**What is expected:**
Can you write out the lines below again, changing "grass" to "moss" and keeping everything else the same? Leave the pictures out.

==============================

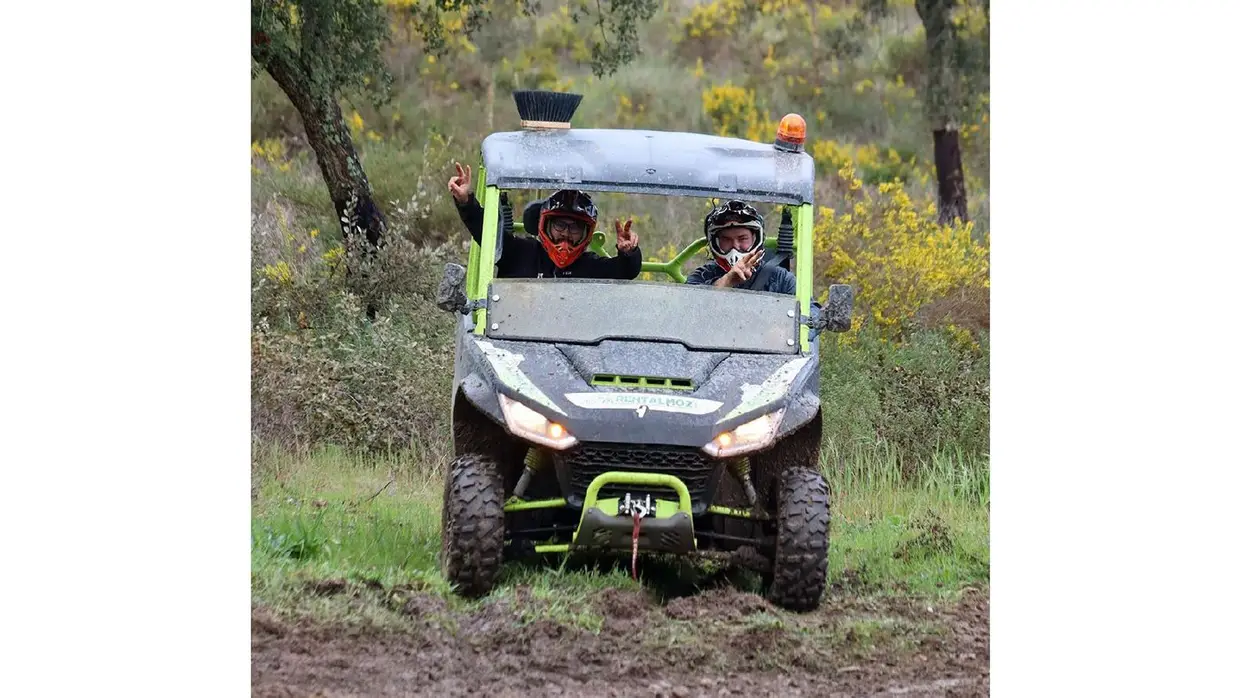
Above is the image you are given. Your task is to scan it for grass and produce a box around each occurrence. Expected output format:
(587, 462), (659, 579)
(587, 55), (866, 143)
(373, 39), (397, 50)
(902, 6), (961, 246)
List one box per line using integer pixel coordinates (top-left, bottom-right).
(252, 441), (990, 632)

==============================

**Worked solution:**
Above is the image you are given. Your task is to scan it for moss and produce a box around each occurrence. Expected output format:
(587, 462), (659, 579)
(587, 55), (866, 143)
(373, 39), (397, 50)
(902, 6), (961, 246)
List one box per line using integer pixel coordinates (top-left, bottom-right).
(252, 441), (990, 632)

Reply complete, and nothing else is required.